Task objective -
Your answer should reproduce the full set of records exactly as given.
>>>>>
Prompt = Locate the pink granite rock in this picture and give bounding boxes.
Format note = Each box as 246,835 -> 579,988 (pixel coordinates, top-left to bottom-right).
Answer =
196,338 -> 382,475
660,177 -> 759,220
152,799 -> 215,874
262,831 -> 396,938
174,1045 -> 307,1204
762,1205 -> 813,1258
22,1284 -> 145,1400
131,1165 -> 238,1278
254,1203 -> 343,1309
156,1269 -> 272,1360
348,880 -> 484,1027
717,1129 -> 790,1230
<<<<<
Exercise solution -
Prompt = Locate the pink granite rock in this picture and give bounding boxes.
Format note = Each box as 246,835 -> 579,988 (pixel coordinates, top-left to bottom-right).
Answer =
196,338 -> 382,475
660,177 -> 759,220
152,799 -> 215,874
262,831 -> 396,938
174,1045 -> 307,1204
762,1205 -> 813,1258
22,1284 -> 145,1400
131,1165 -> 238,1278
254,1203 -> 343,1309
156,1269 -> 272,1360
348,880 -> 484,1027
717,1129 -> 790,1230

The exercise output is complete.